练习说明 ▸ 能否把下面全部记录表示为两列 CSV，列名分别为"文本"和"答案"，每条记录占一行？每个字段都用双引号括起，字段内的换行一律改为空格。

****

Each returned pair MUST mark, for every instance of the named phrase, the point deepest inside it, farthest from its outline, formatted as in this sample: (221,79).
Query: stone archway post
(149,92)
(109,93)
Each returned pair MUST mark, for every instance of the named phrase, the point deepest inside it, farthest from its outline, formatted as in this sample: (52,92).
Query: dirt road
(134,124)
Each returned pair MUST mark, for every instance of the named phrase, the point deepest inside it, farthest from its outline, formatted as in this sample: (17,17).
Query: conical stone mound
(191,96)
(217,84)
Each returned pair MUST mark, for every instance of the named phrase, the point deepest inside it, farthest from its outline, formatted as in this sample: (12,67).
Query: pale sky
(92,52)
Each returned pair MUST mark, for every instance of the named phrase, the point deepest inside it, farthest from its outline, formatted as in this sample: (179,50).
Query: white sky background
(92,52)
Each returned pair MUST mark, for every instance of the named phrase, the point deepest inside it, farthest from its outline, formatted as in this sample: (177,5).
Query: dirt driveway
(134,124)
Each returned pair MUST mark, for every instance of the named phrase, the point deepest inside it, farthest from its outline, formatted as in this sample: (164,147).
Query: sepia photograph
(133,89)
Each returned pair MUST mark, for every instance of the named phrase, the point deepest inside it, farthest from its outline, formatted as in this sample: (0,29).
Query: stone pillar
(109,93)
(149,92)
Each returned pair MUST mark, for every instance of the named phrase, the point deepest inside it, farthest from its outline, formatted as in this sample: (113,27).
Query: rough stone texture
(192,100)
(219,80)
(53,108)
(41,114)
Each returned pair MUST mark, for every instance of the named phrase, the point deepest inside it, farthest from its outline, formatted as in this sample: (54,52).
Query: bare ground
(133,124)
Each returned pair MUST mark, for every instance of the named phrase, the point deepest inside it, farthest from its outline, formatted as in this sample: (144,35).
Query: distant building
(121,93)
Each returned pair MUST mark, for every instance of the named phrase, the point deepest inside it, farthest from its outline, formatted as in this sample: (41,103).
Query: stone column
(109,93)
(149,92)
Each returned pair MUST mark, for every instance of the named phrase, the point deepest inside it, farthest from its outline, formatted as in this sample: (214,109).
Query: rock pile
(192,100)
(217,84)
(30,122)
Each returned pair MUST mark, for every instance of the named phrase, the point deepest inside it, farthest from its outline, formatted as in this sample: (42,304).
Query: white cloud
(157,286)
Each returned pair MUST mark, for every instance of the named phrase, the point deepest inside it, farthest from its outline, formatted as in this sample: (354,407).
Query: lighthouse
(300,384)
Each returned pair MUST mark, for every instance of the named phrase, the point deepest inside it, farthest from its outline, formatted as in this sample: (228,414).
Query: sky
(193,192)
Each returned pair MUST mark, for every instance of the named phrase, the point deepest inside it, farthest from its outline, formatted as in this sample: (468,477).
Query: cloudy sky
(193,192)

****

本题结果 ▸
文本,答案
"Each returned pair MUST mark, for every instance of the named phrase, the point deepest inside it, farthest from its outline, formatted as in this sample: (221,79). Query: stone archway post","(149,92) (109,93)"
"Each returned pair MUST mark, for every instance of the named phrase, the point deepest inside it, farthest from its outline, formatted as in this sample: (52,92). Query: dirt road","(134,124)"
"Each returned pair MUST mark, for every instance of the named phrase, the point deepest inside it, farthest from its outline, formatted as in this sample: (17,17). Query: conical stone mound","(191,96) (217,84)"
"Each returned pair MUST mark, for every instance of the named phrase, the point deepest inside it, farthest from its outline, formatted as in this sample: (12,67). Query: pale sky","(92,52)"
"Each returned pair MUST mark, for every instance of the named phrase, the point deepest inside it, farthest from its outline, formatted as in this sample: (179,50). Query: white sky background","(92,52)"
"Each returned pair MUST mark, for every instance of the named phrase, the point deepest inside it, farthest from its outline, formatted as in this sample: (177,5). Query: dirt driveway","(134,124)"
"Each returned pair MUST mark, for every instance of the named phrase, the point deepest inside it, farthest from its outline, formatted as in this sample: (164,147). Query: sepia photograph","(133,89)"
"Each returned pair MUST mark, for every instance of the named phrase, the point deepest inside it, farthest from its outline, formatted as in this sample: (0,29). Query: stone pillar","(109,93) (149,92)"
"Each returned pair MUST mark, for every instance of the named phrase, the point deepest inside it, farthest from its outline, formatted as in this sample: (113,27). Query: rough stone texture","(192,100) (219,80) (53,108) (41,114)"
"Each returned pair MUST mark, for every instance of the named phrase, the point deepest inside it, farthest from its outline, formatted as in this sample: (54,52). Query: bare ground","(133,124)"
"Each returned pair MUST mark, for every instance of the named phrase, the point deepest inside it, farthest from its outline, formatted as in this sample: (144,35). Query: distant building","(121,93)"
"Each returned pair MUST mark, for every instance of the named phrase, the point deepest inside it, farthest from its outline, formatted as in this sample: (41,103). Query: stone column","(109,93) (149,92)"
"Each returned pair MUST mark, for every instance of the named phrase, the point deepest inside it, farthest from its outline, formatted as in this sample: (214,109). Query: rock pile","(192,100) (217,84) (30,122)"
"Each returned pair MUST mark, for every instance of the named phrase, the point deepest inside it, farthest from its outline, formatted as in this sample: (42,304). Query: white cloud","(157,286)"
"Each returned pair MUST mark, for every instance of the named phrase, the point deepest inside it, farthest from its outline, formatted as in this sample: (354,407). Query: lighthouse","(300,384)"
"Each returned pair MUST mark, for every instance of the named phrase, the point deepest inside it, farthest from its outline, formatted as in this sample: (228,414). Query: sky","(193,192)"
"Each returned pair MUST mark, for every instance of the named phrase, the point deepest inside it, farthest from its outline, formatted as in this sample: (468,477). Query: cloudy sky","(193,192)"